**THE REQUEST:** Return all of the rows below word for word, leaving the pictures out.

**DATA EXCERPTS:**
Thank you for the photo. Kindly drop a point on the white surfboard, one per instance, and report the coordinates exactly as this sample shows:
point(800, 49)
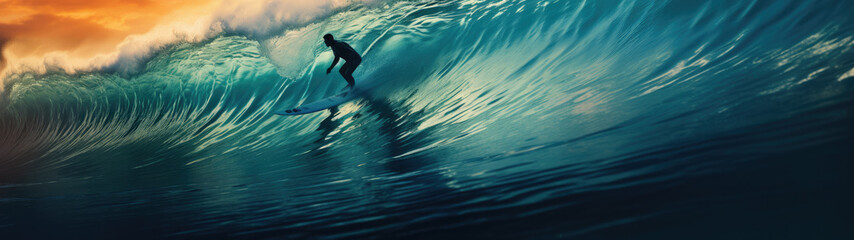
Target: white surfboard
point(321, 104)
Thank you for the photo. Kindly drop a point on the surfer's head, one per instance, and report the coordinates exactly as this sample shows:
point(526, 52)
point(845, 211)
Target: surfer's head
point(328, 39)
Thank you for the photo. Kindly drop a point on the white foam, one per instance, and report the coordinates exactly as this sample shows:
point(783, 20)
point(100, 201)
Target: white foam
point(257, 19)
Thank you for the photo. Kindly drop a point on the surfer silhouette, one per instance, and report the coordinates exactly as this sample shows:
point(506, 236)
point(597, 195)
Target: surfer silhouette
point(343, 50)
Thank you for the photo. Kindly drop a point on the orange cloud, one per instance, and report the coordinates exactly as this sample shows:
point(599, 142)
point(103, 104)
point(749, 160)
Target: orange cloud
point(84, 28)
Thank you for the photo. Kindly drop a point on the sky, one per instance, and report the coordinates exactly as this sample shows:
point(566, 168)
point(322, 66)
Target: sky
point(119, 35)
point(85, 28)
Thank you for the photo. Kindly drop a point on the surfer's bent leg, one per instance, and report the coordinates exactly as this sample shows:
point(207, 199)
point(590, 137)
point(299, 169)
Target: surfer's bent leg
point(347, 71)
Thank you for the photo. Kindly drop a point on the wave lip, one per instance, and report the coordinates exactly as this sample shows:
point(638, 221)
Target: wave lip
point(257, 19)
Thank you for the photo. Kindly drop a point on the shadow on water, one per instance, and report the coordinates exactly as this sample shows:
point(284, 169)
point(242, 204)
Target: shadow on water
point(382, 199)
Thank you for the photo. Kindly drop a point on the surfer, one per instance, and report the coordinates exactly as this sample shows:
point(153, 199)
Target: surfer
point(343, 50)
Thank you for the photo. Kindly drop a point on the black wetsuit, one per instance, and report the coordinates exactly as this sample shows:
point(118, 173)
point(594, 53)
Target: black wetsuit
point(352, 58)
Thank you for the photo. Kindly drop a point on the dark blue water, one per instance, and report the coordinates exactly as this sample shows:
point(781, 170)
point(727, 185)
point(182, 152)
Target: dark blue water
point(495, 120)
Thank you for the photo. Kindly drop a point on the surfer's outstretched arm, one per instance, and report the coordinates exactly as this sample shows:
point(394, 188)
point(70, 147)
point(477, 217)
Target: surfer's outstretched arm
point(334, 62)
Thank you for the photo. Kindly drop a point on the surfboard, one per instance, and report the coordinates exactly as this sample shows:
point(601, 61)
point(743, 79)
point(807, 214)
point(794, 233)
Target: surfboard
point(321, 104)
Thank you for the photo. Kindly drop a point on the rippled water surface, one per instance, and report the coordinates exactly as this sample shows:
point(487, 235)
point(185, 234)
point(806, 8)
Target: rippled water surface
point(495, 119)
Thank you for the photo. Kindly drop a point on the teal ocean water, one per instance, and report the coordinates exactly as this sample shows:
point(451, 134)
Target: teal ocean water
point(514, 119)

**REPLY:**
Thank you for the photo. Kindly drop a point on the white surfboard, one per instance, and report the coordinates exactly as this sample shows:
point(800, 49)
Target: white surfboard
point(321, 104)
Thank you for the photo. Kindly drop a point on the surfer's head, one per instance, and report the coordinates exactly as this sample shows:
point(526, 52)
point(845, 211)
Target: surfer's head
point(328, 39)
Thank you for the photo. Kindly drop a point on the white foam, one per instance, and report the coordinates exactly as this sample shows:
point(783, 20)
point(100, 201)
Target: white foam
point(257, 19)
Thank you for the photo. Kindly drop a point on the surfer silhouette, one per instance, and report the coordinates exactly as this sample shows:
point(506, 236)
point(597, 195)
Target: surfer silhouette
point(343, 50)
Thank you for the photo. Kindly drop a point on the orange cloud, one per instance, and report the coordinates exactly as this sample shows:
point(599, 142)
point(103, 104)
point(749, 160)
Target: orange cloud
point(84, 28)
Thank you for the photo. Kindly drop a point on the sky, one per instance, and report the coordinates exactly as this sample shows:
point(566, 168)
point(322, 66)
Target: sky
point(119, 35)
point(85, 28)
Thank you for the photo. Kindly drop a point on the surfer's bent leg, one per instance, and report the coordinates exactly as this sample shows:
point(207, 199)
point(590, 137)
point(299, 169)
Target: surfer's bent leg
point(347, 71)
Thank you for the photo. Kindly drop a point on the wave lip, one per instance, and report the coordinates exactly as this sample shows:
point(638, 221)
Target: wave lip
point(257, 19)
Thank you for the photo. Kindly drop a point on the shadow on water, one per instance, and report the coordinates exactly as this sample shows:
point(284, 169)
point(242, 204)
Target: shadow on water
point(382, 199)
Thank you for the photo. Kindly drop a point on the surfer, one per instance, and report the coordinates exactly as this sample shows:
point(153, 199)
Target: surfer
point(343, 50)
Thank you for the photo. Kindly drop a point on the black wetsuit, one per instance, and report the coordinates exactly as this sample shows:
point(118, 173)
point(594, 53)
Target: black wetsuit
point(352, 58)
Thank you for the photo. Kindly drop a point on the dark blue water, one per instance, and report the coordinates exactly as this sample shows:
point(781, 170)
point(727, 185)
point(182, 152)
Target: dark blue water
point(495, 120)
Thank you for the photo. Kindly drop a point on the surfer's outstretched arm, one per instance, and report the coordinates exactly as this sample shows:
point(394, 188)
point(70, 147)
point(477, 217)
Target: surfer's outstretched arm
point(334, 62)
Thank you for the photo. Kindly drop a point on the surfboard, one per instance, and report the coordinates exactly as this sample shows:
point(601, 61)
point(743, 79)
point(807, 214)
point(794, 233)
Target: surfboard
point(321, 104)
Thank you for the photo. Kindly drop a point on the rippled water surface, one per instance, and report the coordinates exactly as this sample shows:
point(487, 235)
point(185, 234)
point(806, 8)
Target: rippled water surface
point(495, 119)
Thank you for the photo. Kindly drop a point on the teal ocean water, one per instance, and report the coordinates exactly as this sample shows:
point(451, 134)
Target: teal ocean water
point(514, 119)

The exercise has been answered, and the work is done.